Return unchanged every line from the one containing "Where can the yellow hanging" through the final line below, including both of those lines.

|---|

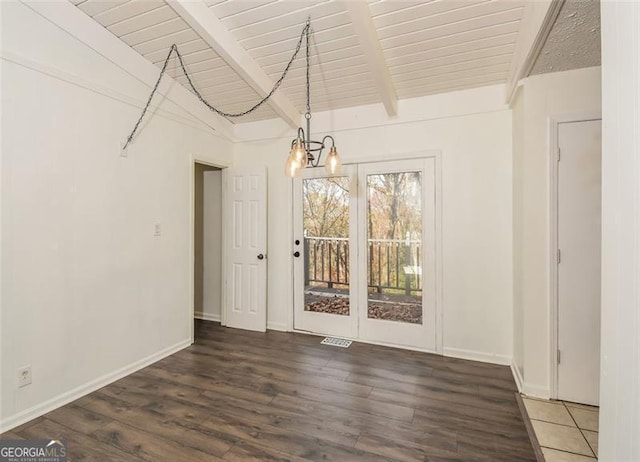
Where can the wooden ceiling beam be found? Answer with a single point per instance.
(212, 31)
(368, 37)
(537, 20)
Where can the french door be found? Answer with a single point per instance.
(364, 253)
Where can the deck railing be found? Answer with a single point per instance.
(393, 264)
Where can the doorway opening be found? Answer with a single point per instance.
(207, 290)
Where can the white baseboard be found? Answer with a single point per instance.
(472, 355)
(78, 392)
(535, 391)
(517, 377)
(281, 326)
(207, 317)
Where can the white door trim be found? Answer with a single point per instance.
(554, 123)
(193, 160)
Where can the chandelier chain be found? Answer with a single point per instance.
(276, 85)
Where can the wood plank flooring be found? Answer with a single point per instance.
(241, 396)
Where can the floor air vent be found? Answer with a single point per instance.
(334, 341)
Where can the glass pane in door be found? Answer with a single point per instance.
(394, 247)
(326, 245)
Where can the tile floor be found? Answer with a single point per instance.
(567, 432)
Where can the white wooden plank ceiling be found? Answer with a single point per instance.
(428, 46)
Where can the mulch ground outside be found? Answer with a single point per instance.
(390, 307)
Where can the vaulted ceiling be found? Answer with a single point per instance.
(362, 52)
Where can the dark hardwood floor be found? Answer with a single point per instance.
(237, 396)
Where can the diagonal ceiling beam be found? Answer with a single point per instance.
(537, 20)
(212, 31)
(368, 37)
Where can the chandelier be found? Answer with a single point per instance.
(306, 152)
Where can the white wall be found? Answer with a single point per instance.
(543, 96)
(212, 246)
(472, 129)
(518, 243)
(620, 340)
(88, 292)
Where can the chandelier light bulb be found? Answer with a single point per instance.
(292, 166)
(332, 164)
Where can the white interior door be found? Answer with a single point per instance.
(324, 253)
(396, 214)
(579, 231)
(246, 278)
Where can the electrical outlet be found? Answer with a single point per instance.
(24, 376)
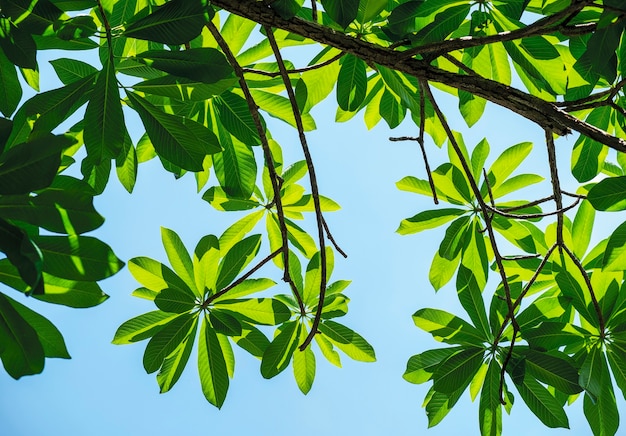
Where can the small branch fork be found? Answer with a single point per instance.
(321, 224)
(545, 114)
(269, 160)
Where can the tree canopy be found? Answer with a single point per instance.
(544, 303)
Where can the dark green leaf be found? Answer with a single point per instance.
(420, 368)
(212, 366)
(142, 327)
(103, 135)
(23, 254)
(234, 114)
(78, 257)
(447, 327)
(348, 341)
(541, 402)
(21, 350)
(205, 64)
(278, 353)
(236, 260)
(180, 141)
(50, 337)
(166, 340)
(609, 194)
(457, 370)
(342, 12)
(351, 83)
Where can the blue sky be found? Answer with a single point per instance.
(104, 389)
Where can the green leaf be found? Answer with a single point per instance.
(286, 9)
(32, 165)
(421, 367)
(142, 327)
(237, 258)
(22, 353)
(470, 296)
(553, 369)
(609, 194)
(212, 366)
(23, 254)
(220, 200)
(266, 311)
(76, 257)
(506, 163)
(175, 363)
(45, 111)
(103, 135)
(156, 276)
(176, 22)
(447, 327)
(457, 370)
(174, 301)
(304, 365)
(166, 340)
(342, 12)
(235, 167)
(615, 253)
(428, 219)
(599, 407)
(490, 408)
(179, 258)
(235, 116)
(589, 155)
(541, 402)
(180, 141)
(455, 237)
(278, 353)
(10, 88)
(351, 83)
(66, 206)
(348, 341)
(50, 337)
(204, 64)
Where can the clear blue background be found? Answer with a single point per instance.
(104, 390)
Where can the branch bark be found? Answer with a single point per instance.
(544, 113)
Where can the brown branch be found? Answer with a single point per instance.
(313, 181)
(546, 25)
(107, 29)
(330, 237)
(297, 70)
(269, 161)
(543, 113)
(587, 279)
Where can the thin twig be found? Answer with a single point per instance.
(587, 279)
(330, 237)
(297, 70)
(269, 161)
(241, 279)
(313, 181)
(107, 29)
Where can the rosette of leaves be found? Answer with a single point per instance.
(201, 292)
(207, 291)
(60, 266)
(330, 334)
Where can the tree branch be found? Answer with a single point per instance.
(543, 113)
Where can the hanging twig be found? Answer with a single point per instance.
(313, 182)
(269, 161)
(297, 70)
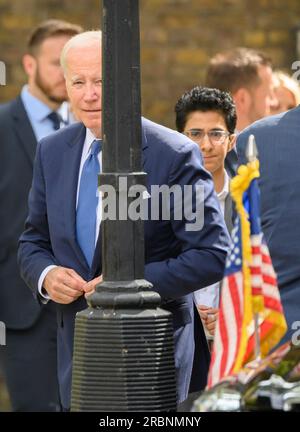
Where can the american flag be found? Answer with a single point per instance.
(249, 287)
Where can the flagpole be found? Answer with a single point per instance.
(251, 154)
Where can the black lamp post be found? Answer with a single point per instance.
(123, 350)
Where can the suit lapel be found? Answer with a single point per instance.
(71, 163)
(23, 129)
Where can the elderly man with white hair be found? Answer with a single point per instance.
(60, 253)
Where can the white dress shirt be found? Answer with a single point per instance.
(210, 295)
(86, 150)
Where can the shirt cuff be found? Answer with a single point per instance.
(43, 293)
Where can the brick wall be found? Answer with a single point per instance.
(177, 39)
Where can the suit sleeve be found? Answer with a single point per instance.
(35, 253)
(203, 252)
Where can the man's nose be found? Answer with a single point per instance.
(91, 93)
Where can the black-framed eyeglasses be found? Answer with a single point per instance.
(216, 137)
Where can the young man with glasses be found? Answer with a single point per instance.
(208, 117)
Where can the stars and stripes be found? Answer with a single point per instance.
(249, 287)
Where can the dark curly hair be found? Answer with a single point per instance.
(205, 99)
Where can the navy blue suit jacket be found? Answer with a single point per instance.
(278, 142)
(177, 261)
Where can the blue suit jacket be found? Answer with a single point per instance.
(177, 261)
(278, 142)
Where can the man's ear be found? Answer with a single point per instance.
(29, 65)
(231, 142)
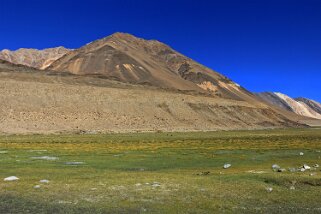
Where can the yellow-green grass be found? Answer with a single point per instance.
(114, 165)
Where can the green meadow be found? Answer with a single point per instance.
(162, 172)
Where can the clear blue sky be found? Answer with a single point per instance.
(264, 45)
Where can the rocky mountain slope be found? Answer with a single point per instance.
(128, 59)
(316, 106)
(32, 57)
(36, 101)
(300, 106)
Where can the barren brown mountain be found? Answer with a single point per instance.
(125, 84)
(32, 57)
(126, 58)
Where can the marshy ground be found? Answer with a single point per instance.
(162, 172)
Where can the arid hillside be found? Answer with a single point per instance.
(126, 58)
(32, 57)
(34, 101)
(299, 106)
(126, 84)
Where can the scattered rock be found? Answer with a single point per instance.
(204, 173)
(11, 178)
(292, 170)
(74, 163)
(227, 165)
(275, 167)
(156, 184)
(281, 170)
(256, 172)
(45, 158)
(306, 167)
(269, 189)
(37, 187)
(44, 181)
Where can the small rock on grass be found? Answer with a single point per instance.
(305, 166)
(269, 189)
(37, 187)
(292, 169)
(227, 165)
(11, 178)
(281, 170)
(275, 167)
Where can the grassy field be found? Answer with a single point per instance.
(161, 172)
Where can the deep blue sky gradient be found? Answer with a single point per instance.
(264, 45)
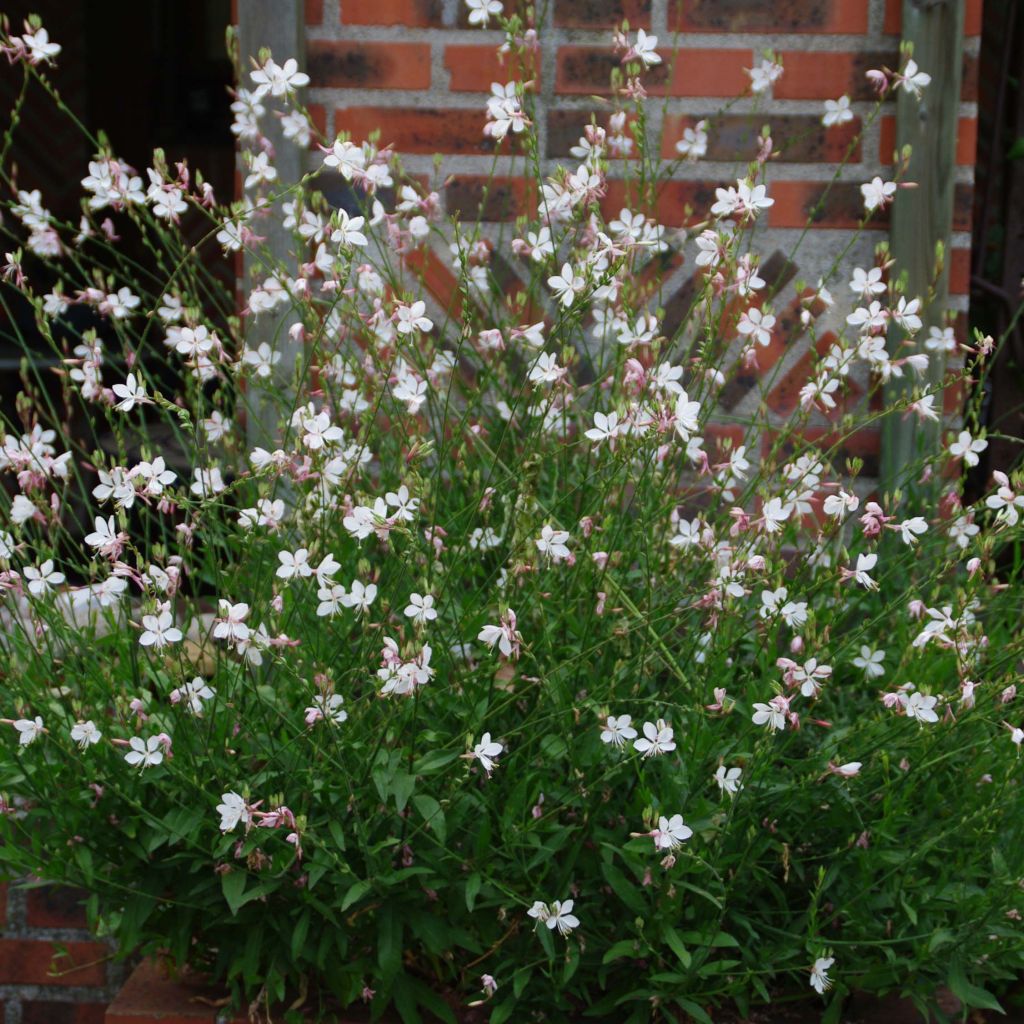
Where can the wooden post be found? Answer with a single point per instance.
(922, 217)
(276, 25)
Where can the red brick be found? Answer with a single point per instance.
(38, 1012)
(408, 13)
(969, 81)
(585, 70)
(893, 24)
(27, 962)
(427, 131)
(601, 13)
(476, 197)
(800, 202)
(816, 75)
(473, 68)
(55, 906)
(967, 140)
(799, 138)
(960, 271)
(369, 66)
(318, 115)
(830, 16)
(864, 444)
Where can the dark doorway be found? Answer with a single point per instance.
(147, 74)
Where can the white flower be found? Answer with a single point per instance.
(920, 707)
(486, 751)
(553, 543)
(42, 579)
(645, 49)
(159, 631)
(132, 392)
(359, 596)
(207, 481)
(30, 729)
(617, 730)
(773, 514)
(671, 833)
(771, 714)
(867, 284)
(1007, 504)
(819, 974)
(728, 779)
(878, 193)
(232, 809)
(279, 81)
(546, 370)
(327, 708)
(837, 112)
(869, 662)
(841, 505)
(910, 529)
(657, 738)
(861, 573)
(480, 11)
(421, 608)
(912, 80)
(231, 622)
(763, 74)
(757, 326)
(605, 428)
(144, 752)
(193, 693)
(39, 46)
(566, 285)
(686, 416)
(411, 318)
(561, 916)
(968, 448)
(296, 564)
(85, 733)
(941, 340)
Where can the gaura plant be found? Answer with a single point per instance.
(470, 659)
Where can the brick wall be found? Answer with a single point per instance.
(418, 72)
(52, 971)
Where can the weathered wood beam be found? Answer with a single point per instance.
(276, 25)
(922, 217)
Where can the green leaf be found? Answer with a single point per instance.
(473, 884)
(432, 815)
(675, 943)
(232, 885)
(337, 833)
(401, 788)
(389, 942)
(300, 933)
(520, 980)
(571, 963)
(502, 1012)
(971, 994)
(624, 889)
(625, 947)
(356, 892)
(433, 762)
(694, 1010)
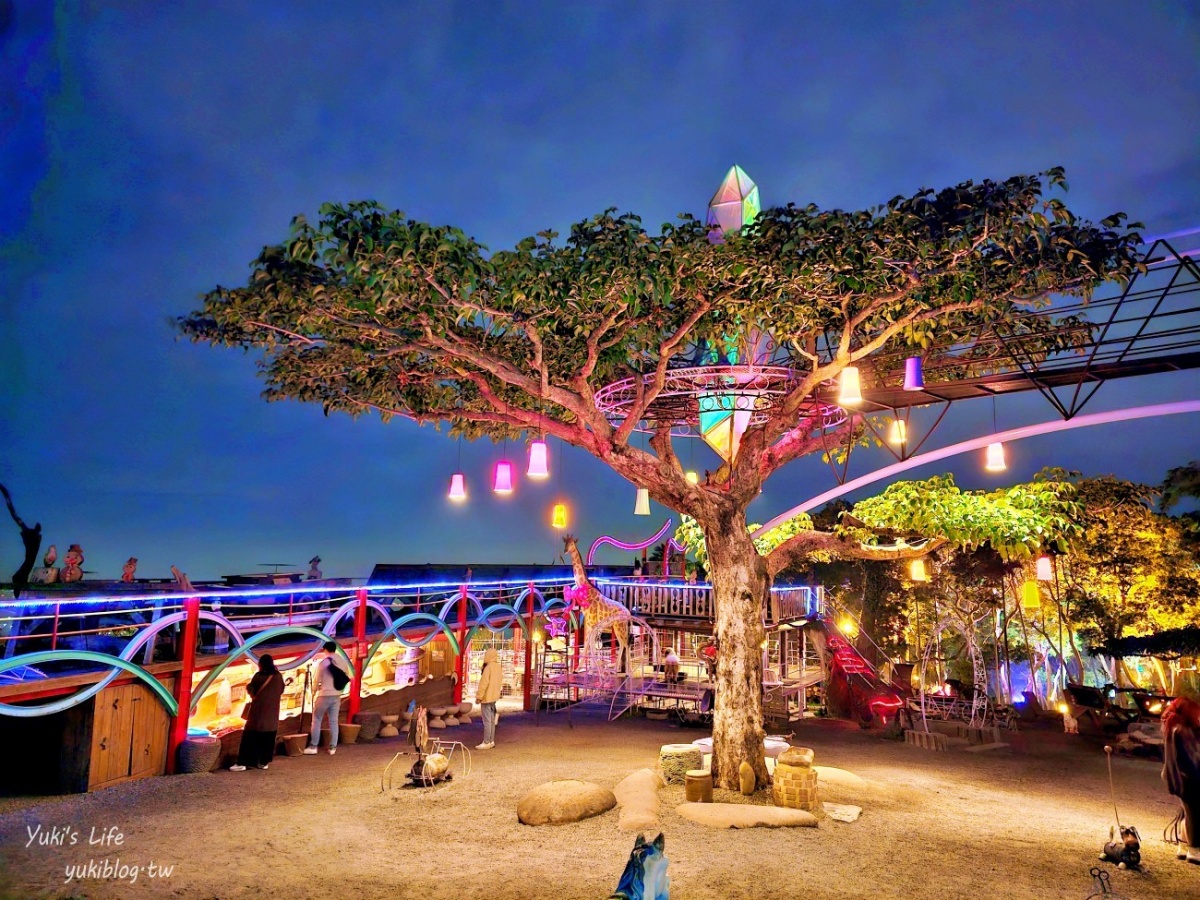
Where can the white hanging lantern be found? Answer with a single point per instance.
(850, 388)
(995, 457)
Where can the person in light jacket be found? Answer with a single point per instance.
(486, 695)
(327, 699)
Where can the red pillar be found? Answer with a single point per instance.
(528, 677)
(461, 664)
(360, 649)
(184, 685)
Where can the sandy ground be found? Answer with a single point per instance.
(1025, 822)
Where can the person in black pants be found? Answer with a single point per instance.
(262, 715)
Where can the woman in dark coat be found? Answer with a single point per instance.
(1181, 769)
(262, 715)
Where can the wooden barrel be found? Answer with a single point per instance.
(699, 786)
(675, 760)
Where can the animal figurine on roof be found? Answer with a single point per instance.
(1125, 852)
(646, 873)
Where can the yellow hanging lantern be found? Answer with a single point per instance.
(1031, 595)
(558, 519)
(917, 570)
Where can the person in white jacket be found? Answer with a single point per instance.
(486, 695)
(327, 699)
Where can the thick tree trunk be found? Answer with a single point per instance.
(741, 588)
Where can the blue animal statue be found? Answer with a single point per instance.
(646, 873)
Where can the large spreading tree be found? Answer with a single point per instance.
(367, 311)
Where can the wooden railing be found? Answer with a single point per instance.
(695, 601)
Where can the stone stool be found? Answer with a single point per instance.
(371, 724)
(199, 755)
(796, 780)
(699, 786)
(675, 761)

|---|

— TASK SOLUTION —
Where can the yellow hanging lantern be found? Answer with a single point per instance.
(1031, 595)
(558, 519)
(917, 570)
Where can the person in white jacket be found? Answer with a single point per instance.
(486, 695)
(327, 699)
Where can the thick tree trunk be found? Answer with a single point per instance.
(741, 588)
Where can the blue animal statue be found? Answer with a single point per instance.
(646, 873)
Where can the large spreading tree be found? Answer with a single point per instance.
(367, 311)
Where can the wooden railing be found? Answer with a single point per instance.
(695, 601)
Where can the stone stool be found? Answer with a single point per instance.
(371, 724)
(199, 755)
(796, 780)
(699, 786)
(675, 761)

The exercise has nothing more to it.